EXERCISE BRIEF
Can you write out the stretch of rows from the line containing "input: woman's hand" through the line containing "[683,384,699,434]", both included, keeping the requests and multiplying every bounding-box coordinate by 0.6, rounded to whole numbers with halves rounded up?
═══ DATASET ENTRIES ═══
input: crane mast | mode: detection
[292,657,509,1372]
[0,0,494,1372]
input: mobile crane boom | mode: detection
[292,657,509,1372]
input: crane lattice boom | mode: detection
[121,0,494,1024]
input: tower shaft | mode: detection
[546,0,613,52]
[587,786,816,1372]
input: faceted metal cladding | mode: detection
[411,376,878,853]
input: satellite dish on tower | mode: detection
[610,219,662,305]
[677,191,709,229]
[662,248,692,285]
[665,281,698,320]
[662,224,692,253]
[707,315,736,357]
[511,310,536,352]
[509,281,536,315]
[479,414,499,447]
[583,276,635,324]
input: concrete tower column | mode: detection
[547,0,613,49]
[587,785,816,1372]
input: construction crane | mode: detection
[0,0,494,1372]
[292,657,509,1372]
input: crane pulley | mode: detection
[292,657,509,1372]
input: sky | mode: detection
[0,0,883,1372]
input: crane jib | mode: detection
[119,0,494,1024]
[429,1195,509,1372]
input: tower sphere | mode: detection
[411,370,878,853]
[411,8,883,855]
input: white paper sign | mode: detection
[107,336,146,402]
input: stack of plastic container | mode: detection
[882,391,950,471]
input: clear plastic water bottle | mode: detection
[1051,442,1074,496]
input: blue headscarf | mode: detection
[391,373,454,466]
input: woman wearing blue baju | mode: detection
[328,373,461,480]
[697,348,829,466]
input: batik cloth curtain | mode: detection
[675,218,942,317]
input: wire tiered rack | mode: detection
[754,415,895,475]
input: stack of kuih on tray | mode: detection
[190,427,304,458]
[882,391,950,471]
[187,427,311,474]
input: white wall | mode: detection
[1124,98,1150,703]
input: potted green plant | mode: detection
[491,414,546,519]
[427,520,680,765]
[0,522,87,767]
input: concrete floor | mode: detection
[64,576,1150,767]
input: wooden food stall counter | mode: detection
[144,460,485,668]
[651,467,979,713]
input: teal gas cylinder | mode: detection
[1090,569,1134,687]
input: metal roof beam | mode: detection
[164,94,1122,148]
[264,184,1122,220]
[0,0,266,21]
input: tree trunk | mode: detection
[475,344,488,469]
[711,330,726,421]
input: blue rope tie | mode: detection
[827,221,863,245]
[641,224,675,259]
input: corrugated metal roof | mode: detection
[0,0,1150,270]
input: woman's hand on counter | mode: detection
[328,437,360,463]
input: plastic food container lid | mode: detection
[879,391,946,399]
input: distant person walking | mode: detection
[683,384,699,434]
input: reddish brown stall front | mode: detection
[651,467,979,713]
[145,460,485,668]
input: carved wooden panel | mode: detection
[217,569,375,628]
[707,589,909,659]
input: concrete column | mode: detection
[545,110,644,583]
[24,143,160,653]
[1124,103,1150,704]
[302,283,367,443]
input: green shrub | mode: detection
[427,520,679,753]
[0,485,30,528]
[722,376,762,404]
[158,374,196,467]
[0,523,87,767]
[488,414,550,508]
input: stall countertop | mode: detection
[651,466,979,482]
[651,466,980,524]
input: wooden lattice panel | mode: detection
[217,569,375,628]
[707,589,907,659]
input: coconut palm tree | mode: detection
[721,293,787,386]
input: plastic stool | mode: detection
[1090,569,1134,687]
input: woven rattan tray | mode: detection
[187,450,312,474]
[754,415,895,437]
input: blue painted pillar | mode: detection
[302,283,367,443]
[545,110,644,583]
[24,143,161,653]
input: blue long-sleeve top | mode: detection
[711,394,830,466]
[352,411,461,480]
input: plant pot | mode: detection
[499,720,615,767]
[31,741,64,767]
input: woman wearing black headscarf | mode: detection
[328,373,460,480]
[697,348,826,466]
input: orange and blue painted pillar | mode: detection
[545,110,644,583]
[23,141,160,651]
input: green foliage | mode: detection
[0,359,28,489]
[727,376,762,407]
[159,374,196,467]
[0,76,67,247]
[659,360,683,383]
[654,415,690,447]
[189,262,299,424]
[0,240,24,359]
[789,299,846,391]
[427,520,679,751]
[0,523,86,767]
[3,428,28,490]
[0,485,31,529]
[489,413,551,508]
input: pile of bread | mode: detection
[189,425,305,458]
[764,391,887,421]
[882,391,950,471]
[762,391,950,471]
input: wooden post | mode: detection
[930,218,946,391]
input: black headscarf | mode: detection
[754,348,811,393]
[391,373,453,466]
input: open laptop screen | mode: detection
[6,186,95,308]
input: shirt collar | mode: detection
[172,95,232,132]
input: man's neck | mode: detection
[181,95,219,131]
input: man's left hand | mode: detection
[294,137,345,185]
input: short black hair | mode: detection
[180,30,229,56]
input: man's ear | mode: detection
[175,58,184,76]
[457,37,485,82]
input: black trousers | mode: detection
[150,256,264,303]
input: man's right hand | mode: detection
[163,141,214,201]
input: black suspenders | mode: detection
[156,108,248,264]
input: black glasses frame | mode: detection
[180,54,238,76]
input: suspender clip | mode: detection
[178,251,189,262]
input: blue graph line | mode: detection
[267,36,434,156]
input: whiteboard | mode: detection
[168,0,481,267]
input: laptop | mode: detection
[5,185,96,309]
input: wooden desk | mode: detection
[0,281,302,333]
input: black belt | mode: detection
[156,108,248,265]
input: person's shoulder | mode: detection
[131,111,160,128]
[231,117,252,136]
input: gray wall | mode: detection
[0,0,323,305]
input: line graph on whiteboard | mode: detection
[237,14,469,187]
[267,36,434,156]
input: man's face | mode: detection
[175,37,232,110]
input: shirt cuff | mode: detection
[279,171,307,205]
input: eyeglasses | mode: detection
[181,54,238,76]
═══
RESULT OF THE EXERCISE
input: woman's hand on counter | mode: detection
[197,262,216,278]
input: plastic food container lid | mode: detection
[527,235,568,239]
input: distant person walking | mode: detection
[410,230,419,260]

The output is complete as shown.